Data supplied below:

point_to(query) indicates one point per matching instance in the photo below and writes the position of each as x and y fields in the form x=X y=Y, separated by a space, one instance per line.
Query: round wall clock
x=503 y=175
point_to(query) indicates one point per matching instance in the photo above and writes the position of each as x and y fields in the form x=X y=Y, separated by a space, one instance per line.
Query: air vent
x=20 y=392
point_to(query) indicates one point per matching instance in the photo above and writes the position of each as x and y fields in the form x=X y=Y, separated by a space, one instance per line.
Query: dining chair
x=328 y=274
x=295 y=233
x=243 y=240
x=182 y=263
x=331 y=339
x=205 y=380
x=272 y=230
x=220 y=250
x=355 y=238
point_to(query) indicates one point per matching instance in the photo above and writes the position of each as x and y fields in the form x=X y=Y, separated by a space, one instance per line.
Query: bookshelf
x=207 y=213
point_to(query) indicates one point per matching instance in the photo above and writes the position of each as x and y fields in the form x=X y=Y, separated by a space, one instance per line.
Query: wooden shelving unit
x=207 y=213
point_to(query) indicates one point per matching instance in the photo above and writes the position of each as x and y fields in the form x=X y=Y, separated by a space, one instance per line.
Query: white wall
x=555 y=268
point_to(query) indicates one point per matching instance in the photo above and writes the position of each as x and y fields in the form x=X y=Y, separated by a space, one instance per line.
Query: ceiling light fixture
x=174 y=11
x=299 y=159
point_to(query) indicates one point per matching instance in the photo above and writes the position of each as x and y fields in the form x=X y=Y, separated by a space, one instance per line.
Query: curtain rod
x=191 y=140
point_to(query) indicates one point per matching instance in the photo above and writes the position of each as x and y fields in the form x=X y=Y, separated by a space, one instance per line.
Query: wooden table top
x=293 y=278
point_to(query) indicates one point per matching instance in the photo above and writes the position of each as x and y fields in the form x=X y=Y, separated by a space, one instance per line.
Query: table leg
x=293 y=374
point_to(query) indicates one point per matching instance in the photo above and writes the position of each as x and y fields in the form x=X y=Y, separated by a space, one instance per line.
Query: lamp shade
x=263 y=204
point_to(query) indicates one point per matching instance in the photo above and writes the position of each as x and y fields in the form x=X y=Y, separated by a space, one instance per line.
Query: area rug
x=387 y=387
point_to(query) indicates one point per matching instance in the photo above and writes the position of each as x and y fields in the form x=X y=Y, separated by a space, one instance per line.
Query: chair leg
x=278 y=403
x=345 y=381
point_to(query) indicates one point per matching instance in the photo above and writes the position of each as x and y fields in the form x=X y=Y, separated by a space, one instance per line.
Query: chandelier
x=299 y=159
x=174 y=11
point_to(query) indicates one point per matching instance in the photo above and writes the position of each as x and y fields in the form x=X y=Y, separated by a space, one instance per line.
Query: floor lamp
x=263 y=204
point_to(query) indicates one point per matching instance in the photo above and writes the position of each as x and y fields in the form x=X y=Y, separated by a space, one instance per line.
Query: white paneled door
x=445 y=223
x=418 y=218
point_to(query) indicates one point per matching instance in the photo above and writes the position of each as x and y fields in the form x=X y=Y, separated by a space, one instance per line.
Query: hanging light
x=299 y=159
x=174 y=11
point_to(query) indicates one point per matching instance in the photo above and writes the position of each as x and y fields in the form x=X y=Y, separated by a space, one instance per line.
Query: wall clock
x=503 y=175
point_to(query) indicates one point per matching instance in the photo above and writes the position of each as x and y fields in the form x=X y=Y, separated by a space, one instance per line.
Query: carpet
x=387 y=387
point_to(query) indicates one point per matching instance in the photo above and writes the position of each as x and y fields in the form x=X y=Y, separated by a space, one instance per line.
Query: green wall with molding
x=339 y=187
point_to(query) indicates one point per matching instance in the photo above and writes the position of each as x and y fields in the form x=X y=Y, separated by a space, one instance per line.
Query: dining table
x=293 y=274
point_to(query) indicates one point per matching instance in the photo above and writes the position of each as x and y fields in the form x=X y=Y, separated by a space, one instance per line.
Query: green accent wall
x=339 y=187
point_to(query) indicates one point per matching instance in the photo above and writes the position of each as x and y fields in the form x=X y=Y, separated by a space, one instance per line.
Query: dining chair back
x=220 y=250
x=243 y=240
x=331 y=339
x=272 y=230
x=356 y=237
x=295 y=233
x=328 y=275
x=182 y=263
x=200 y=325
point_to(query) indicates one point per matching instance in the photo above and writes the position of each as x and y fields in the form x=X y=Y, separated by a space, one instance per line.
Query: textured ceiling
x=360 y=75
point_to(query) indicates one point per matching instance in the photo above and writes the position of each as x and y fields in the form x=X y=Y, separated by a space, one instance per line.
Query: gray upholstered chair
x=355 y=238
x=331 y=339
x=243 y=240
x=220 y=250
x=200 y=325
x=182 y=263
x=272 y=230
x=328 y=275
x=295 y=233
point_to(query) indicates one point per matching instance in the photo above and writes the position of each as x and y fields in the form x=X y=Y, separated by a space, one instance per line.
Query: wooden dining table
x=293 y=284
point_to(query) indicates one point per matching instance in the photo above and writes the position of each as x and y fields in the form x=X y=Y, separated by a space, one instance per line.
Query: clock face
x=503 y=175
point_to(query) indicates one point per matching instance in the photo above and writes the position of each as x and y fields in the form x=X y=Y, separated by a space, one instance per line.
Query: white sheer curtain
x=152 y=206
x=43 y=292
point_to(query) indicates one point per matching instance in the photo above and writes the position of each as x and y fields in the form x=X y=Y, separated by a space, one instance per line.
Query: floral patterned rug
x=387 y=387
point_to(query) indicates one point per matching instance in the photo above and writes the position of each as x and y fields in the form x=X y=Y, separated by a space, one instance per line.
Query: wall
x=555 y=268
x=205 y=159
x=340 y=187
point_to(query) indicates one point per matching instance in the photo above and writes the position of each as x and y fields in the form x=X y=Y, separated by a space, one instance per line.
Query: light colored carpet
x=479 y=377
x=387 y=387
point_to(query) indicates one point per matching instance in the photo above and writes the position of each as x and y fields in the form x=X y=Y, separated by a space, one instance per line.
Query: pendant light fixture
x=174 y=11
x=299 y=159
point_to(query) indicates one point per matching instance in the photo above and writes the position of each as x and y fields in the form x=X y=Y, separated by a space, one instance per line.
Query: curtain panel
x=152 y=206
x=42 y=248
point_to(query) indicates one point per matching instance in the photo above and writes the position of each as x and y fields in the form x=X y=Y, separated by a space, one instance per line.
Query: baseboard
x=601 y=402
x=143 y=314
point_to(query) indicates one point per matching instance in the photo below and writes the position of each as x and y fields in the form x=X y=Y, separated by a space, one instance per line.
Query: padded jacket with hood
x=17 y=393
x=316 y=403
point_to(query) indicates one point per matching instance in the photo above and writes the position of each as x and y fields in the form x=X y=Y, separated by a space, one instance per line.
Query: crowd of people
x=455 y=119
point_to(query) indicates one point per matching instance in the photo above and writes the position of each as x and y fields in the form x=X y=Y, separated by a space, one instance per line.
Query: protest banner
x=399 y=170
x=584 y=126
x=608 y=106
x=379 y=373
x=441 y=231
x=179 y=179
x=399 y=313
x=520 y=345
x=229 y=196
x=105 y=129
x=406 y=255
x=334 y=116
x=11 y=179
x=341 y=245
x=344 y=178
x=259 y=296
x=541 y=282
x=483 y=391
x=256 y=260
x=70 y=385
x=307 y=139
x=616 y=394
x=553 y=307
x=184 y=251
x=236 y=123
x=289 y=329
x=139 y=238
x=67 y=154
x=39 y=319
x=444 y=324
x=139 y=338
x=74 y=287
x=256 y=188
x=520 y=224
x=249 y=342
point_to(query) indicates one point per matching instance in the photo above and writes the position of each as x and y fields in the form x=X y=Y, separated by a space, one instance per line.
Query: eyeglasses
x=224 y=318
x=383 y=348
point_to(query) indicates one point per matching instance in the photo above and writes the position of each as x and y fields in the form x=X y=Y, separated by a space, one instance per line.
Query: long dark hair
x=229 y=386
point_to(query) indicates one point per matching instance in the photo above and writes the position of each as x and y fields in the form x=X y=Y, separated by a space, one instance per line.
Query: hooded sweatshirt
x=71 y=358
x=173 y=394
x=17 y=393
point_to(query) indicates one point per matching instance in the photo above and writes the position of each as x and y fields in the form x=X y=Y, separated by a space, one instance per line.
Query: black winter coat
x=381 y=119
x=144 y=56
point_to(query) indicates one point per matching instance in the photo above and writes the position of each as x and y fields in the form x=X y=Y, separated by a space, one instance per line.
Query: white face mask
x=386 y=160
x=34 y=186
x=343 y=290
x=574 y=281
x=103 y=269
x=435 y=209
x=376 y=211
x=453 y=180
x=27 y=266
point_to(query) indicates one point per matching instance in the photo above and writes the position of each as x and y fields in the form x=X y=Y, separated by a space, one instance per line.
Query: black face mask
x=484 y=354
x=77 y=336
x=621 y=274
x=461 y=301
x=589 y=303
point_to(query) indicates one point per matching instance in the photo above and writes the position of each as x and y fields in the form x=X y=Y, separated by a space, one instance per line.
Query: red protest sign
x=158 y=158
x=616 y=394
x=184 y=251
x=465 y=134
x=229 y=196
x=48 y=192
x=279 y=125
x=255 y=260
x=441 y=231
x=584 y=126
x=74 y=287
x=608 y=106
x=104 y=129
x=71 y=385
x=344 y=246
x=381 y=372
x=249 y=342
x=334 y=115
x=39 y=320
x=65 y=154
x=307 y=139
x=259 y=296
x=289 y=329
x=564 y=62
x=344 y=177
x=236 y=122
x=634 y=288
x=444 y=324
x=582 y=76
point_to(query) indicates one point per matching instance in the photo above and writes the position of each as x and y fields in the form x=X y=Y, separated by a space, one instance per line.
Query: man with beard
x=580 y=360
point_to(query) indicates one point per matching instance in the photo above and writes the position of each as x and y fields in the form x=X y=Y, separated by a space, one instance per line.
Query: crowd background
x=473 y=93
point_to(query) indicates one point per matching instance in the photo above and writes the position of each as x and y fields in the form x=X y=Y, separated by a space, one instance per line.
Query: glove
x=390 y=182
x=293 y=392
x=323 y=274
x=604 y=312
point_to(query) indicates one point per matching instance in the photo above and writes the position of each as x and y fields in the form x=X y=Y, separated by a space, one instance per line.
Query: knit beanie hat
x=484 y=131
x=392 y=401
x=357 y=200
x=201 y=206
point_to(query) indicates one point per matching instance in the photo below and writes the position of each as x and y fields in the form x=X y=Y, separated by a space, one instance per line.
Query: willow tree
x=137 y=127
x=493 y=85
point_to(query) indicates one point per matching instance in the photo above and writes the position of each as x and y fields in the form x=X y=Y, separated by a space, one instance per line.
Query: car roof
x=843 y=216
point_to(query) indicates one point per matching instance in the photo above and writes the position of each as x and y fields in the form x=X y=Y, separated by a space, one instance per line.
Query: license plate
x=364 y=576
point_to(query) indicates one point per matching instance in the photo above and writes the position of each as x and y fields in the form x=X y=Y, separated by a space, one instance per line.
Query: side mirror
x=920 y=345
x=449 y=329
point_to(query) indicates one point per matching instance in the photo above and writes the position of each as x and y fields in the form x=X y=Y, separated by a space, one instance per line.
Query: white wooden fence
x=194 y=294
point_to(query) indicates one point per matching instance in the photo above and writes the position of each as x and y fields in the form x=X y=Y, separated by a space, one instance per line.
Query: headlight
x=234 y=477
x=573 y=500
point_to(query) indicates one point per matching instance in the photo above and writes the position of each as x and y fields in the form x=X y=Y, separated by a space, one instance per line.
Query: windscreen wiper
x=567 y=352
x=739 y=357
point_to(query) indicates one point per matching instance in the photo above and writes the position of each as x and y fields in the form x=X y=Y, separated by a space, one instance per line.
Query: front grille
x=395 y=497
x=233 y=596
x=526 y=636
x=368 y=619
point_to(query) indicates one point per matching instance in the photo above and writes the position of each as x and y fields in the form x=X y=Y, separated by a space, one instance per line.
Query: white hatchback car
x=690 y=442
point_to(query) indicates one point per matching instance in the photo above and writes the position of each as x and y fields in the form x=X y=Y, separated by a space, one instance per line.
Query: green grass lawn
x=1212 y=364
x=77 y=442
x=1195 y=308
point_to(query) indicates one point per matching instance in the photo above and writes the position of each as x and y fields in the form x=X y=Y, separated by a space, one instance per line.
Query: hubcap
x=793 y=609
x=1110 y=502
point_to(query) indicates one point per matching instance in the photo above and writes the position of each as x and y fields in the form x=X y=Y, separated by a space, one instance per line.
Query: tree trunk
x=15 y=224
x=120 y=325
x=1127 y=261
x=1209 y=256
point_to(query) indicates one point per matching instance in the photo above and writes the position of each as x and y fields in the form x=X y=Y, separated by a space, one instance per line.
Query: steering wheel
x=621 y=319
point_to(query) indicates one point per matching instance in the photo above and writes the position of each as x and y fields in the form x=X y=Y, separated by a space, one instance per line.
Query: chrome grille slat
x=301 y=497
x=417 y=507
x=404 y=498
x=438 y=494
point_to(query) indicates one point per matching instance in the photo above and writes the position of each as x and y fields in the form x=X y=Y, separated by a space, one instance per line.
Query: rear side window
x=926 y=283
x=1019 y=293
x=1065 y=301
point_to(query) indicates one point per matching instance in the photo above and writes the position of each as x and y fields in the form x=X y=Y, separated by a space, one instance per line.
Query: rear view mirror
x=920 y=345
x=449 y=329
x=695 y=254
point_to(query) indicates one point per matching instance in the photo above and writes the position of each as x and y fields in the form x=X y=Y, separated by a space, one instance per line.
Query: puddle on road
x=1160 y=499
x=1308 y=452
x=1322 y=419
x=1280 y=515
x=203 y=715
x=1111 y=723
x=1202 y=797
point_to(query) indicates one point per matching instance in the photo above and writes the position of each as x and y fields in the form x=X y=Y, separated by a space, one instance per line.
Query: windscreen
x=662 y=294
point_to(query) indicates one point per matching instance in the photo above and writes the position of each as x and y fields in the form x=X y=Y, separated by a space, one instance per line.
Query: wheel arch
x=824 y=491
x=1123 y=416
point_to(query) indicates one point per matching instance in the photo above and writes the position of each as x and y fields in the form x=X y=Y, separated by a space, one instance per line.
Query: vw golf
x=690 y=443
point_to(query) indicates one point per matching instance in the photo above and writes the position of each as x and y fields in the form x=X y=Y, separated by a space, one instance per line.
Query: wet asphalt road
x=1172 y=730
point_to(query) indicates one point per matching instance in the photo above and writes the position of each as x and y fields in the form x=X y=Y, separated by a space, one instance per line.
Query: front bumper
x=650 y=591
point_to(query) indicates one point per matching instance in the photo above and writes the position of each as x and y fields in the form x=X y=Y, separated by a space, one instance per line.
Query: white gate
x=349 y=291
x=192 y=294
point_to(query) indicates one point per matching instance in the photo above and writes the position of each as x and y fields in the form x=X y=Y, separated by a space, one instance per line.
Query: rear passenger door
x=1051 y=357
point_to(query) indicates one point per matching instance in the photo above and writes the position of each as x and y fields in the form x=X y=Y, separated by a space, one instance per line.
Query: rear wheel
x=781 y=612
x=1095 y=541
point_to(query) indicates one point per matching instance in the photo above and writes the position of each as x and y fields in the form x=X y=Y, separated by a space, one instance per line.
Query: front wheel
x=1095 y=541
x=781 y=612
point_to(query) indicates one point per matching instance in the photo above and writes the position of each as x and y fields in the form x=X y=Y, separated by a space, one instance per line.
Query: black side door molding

End of Data supplied.

# Task item:
Those lines from the one with "Query: front bumper" through the last line of the material above are to be retyped exactly, with nothing else.

# Written reply:
Query: front bumper
x=650 y=591
point_to(query) indicates one point per matching instance in the photo above and writes the position of each as x and y fields in the form x=X y=Y, separated by a space, one instance per line.
Query: white gate
x=349 y=291
x=192 y=294
point_to(query) indicates one point per matching instance in the photo above and writes the position of each as x and y fields in the form x=X y=Y, separated by a space, one instance per line.
Query: rear passenger door
x=1051 y=357
point_to(query) indicates one point per matching instance in the photo above and writes the position of each as x and y fields in the form x=X y=Y, separated by a space, one instance per line.
Query: rear wheel
x=781 y=612
x=1095 y=541
point_to(query) indicates one point per matching instance in the photo above and writes the position of each as x and y fields in the form x=X y=Y, separated by a space, one instance per line.
Query: front wheel
x=1095 y=541
x=781 y=612
point_to(query) indicates one point per matching instance in the photo above and writes the position of each as x and y fields in the form x=X y=Y, separated by a space, one instance per line.
Query: black side door molding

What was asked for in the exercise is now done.